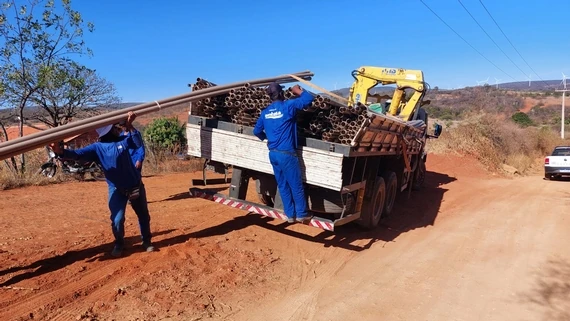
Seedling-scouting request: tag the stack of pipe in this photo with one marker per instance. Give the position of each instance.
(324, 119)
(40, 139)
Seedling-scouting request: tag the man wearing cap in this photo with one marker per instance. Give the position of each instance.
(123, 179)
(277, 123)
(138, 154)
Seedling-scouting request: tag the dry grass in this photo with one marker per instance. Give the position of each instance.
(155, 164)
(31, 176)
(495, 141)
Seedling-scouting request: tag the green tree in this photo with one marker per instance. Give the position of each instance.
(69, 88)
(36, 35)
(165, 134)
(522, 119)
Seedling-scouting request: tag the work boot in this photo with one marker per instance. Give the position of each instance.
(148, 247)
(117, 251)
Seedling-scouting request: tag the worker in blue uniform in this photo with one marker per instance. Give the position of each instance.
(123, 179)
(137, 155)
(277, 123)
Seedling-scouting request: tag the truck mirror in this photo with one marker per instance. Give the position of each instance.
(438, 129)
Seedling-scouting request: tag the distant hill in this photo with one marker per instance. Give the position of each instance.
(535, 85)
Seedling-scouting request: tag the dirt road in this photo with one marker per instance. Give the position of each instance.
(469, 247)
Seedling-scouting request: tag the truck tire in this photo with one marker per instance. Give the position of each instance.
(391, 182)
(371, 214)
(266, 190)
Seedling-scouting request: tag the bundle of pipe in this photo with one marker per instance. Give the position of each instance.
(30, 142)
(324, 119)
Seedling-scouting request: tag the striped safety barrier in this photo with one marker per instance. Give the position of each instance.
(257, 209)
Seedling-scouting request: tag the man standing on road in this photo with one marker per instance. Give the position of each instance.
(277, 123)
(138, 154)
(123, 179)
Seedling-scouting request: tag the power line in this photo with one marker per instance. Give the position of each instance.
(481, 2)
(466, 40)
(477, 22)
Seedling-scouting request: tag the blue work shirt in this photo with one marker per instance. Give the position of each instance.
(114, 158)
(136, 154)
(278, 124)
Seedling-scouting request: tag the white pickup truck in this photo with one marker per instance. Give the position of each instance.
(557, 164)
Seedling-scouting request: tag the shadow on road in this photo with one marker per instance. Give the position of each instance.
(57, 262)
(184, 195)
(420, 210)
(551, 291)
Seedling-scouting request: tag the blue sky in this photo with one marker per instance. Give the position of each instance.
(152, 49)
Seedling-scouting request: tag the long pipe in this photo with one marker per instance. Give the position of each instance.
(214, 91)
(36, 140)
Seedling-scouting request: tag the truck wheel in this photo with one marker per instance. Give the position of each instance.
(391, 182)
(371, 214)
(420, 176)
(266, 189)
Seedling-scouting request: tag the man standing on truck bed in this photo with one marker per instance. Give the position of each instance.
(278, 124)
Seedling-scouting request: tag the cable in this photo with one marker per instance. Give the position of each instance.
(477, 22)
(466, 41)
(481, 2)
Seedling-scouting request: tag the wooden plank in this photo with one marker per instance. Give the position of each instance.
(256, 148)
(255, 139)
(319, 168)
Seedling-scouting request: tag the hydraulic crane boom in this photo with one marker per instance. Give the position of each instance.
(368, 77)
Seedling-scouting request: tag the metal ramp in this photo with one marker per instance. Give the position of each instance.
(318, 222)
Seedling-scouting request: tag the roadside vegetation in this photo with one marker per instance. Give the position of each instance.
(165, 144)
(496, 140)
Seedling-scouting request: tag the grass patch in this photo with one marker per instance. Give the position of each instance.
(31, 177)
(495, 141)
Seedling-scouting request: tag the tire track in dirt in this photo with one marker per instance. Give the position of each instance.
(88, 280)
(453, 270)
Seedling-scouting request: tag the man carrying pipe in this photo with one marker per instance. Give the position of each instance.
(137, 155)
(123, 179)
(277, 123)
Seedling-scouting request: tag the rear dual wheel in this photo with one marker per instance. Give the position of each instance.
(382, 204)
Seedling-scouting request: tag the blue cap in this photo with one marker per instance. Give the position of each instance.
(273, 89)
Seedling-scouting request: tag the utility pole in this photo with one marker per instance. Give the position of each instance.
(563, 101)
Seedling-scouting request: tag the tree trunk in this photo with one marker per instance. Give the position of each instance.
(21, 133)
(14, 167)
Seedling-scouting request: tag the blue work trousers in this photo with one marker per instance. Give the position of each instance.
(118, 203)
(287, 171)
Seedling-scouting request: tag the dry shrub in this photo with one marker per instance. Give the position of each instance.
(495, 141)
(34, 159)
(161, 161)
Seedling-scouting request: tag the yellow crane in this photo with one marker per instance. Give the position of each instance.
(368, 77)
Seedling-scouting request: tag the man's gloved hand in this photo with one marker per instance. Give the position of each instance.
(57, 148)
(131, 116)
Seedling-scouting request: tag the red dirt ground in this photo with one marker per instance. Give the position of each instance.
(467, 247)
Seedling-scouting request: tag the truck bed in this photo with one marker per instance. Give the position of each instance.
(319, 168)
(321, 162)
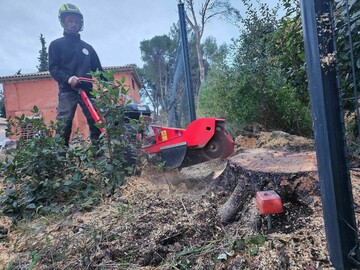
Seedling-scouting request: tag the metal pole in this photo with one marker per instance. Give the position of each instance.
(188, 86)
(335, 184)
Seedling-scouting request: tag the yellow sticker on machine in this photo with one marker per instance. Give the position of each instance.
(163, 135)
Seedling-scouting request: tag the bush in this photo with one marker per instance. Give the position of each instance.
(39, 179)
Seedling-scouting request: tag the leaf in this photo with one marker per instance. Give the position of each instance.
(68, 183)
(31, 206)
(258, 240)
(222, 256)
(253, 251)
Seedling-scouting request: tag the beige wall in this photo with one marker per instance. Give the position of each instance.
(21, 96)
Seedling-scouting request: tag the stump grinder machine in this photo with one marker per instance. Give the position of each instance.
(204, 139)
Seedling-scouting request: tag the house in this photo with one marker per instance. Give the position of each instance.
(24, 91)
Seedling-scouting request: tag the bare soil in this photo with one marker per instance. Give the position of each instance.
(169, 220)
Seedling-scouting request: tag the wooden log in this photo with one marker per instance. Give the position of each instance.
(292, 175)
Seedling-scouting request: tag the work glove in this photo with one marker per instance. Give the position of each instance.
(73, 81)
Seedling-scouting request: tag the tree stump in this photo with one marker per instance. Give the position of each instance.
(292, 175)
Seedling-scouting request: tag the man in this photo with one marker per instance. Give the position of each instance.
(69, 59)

● **Instructions for the task**
Transcribe the entries word for word, without their pictures.

● **Output for this task**
Seedling-scouting request: tag the stack of pipe in this photo with one marker per instance. Give the position of each instance.
(324, 119)
(40, 139)
Seedling-scouting request: tag the man wearing cap in this photo with one marker per instance. Give the position of each instance.
(123, 179)
(277, 123)
(138, 154)
Seedling-scouting request: tag the dry grass in this photo with one marker per instance. Give the position of each instance.
(155, 164)
(31, 176)
(495, 141)
Seedling-scouting request: tag the green tree in this photo with one marker per instance. Give the position of each instance.
(69, 88)
(36, 35)
(165, 134)
(522, 119)
Seedling-scouting request: tag the work boot in this photo with one marker per instance. Give the position of each instance.
(148, 247)
(117, 251)
Seedling-scouting request: tag the worker in blue uniform in this photo with one marker per instance. Give the position of each instance.
(123, 179)
(137, 155)
(277, 123)
Seedling-scouting request: tag the truck mirror in this photo with one marker per instance. Give the position of each instance.
(438, 129)
Seedling-scouting request: tag the distant hill in this photo with one marker per instance. Give the position of each instance.
(535, 85)
Seedling-scouting request: tag the dirt road in this photo with one marker per instance. Give the position of each instance.
(469, 247)
Seedling-scouting request: tag the truck tire in this photo with one marker per instance. Give the position of each instance.
(391, 182)
(371, 214)
(266, 190)
Seedling-scouting request: tag the bundle of pipe in this photo with one marker per instance. Give the position of each instance.
(30, 142)
(324, 119)
Seedling-scouting request: tag the striped safety barrier in this photo with one marker per instance. Give the position of each instance.
(257, 209)
Seedling-scouting request: tag the man standing on road in this photo with one marker per instance. Give the position of each instance.
(277, 123)
(138, 154)
(123, 179)
Seedling-scouting request: tag the power line in this photo with one marker per instance. Give the position of each instance.
(481, 2)
(466, 40)
(477, 22)
Seedling-scouting request: tag the blue work shirt in this photo with one marker per instance. Give the position of each instance.
(114, 158)
(136, 154)
(278, 124)
Seedling-scouting request: tag the white pickup truck in this photo with one marker per instance. Give the position of each instance.
(557, 164)
Seedling-scouting request: tag the shadow on road in this photo with one marker per instance. Give the position of each instance.
(57, 262)
(184, 195)
(420, 210)
(551, 291)
Seedling-scouting request: tag the blue sky in this photo with one marker per instance. Give the position of each instance.
(152, 49)
Seedling-scouting request: tag the long pipe in this photo with one marker per instance. Give the position of each instance.
(214, 91)
(36, 140)
Seedling-scouting request: tag the truck wheel in this photo with one marker per instance. Give the position of each instance.
(391, 182)
(371, 214)
(420, 176)
(266, 189)
Seedling-scouting request: tag the man standing on truck bed in this photo with one marker per instance. Give the position of each instance.
(278, 124)
Seedling-scouting request: tag the cable in this photo with one marker per instance. Give the position of each instance.
(477, 22)
(466, 41)
(481, 2)
Seedling-scouting request: tag the wooden plank in this photo with one marker per instance. Give the position of each instance.
(256, 148)
(255, 139)
(319, 168)
Seedling-scouting request: tag the hydraulic crane boom in this photo with one marker per instance. Give the position of each instance.
(368, 77)
Seedling-scouting request: tag the metal ramp in this photo with one marker per instance. Give the position of each instance.
(318, 222)
Seedling-scouting request: tag the roadside vegetation in this photo with one marker per instance. Give the position of each instance.
(165, 144)
(496, 140)
Seedling-scouting request: tag the grass patch in this photo with one marker per instance. Give the position of each instance.
(31, 177)
(495, 141)
Seedling-scouting request: tag the tire track in dirt in this photo with one marker per instance. Give the position of each instance.
(88, 280)
(453, 270)
Seedling-scouting request: tag the man carrying pipe in this photo with one marker per instance. Give the position of each instance.
(137, 155)
(123, 179)
(277, 123)
Seedling-scouting request: tag the rear dual wheel in this photo with one marker per instance. Give the position of each instance.
(382, 204)
Seedling-scouting request: tag the blue cap in this photo with one marker per instance. Give the position of each instance.
(273, 89)
Seedling-scouting request: tag the utility pole in this photo with one marker per instance. Give the position of each instance.
(563, 101)
Seedling-scouting request: tag the tree trunk in this photo with one marker per instance. Give the position of each instance.
(21, 133)
(14, 167)
Seedling-scouting request: tag the blue work trousers in this photo with one marker per instance. Give the position of each instance.
(118, 203)
(287, 171)
Seedling-scouting request: tag the dry shrub in this photo with one marker per instance. Give the position of each instance.
(495, 141)
(34, 159)
(161, 161)
Seedling-scouting request: tag the yellow crane in this photo with one marker per instance. Give the position of each instance.
(368, 77)
Seedling-scouting request: tag the man's gloved hand in this photo with one marker per instance. Give the position of each instance.
(57, 148)
(131, 116)
Seedling-scouting request: tag the red dirt ground in this photo with one marker per instance. Give the position of each instance.
(467, 247)
Seedling-scouting request: tag the truck bed in this photo with one marker per instance. Give the position of each instance.
(319, 168)
(321, 162)
Seedling-scouting request: tag the metal pole in this photo with one marker per instance. Give the position of each instance.
(188, 86)
(335, 184)
Seedling-scouting request: tag the yellow sticker on machine in this photo with one marker per instance. Give the position of each instance.
(163, 135)
Seedling-scouting request: tag the bush in this photo with one marker per instance. Give the position of each instance.
(39, 179)
Seedling-scouting request: tag the leaf in this photo with one marker per instance. Give the position of each instance.
(68, 183)
(31, 206)
(258, 240)
(222, 256)
(253, 251)
Seedling-scouting request: tag the beige wall in this photo with one marker per instance. Give the position of each instance.
(21, 96)
Seedling-scouting request: tag the stump grinder machine in this photo with one marker per instance. Give the position of each instance.
(204, 139)
Seedling-scouting request: tag the house in this photo with one marker per instance. Give the position of each instance.
(24, 91)
Seedling-scouting request: tag the bare soil in this photo with one marker per instance. Give the position of each instance.
(169, 220)
Seedling-scouting request: tag the wooden log in this photo with one marker per instance. Give the position of each instance.
(292, 175)
Seedling-scouting request: tag the work glove in this photo with one marker per instance. Give the position of each instance.
(73, 81)
Seedling-scouting request: tag the tree stump in this photo with one marker per instance. Give the position of each instance.
(292, 175)
Seedling-scouting request: tag the man in this photo with one marker per instance. Give the position of each instance.
(69, 59)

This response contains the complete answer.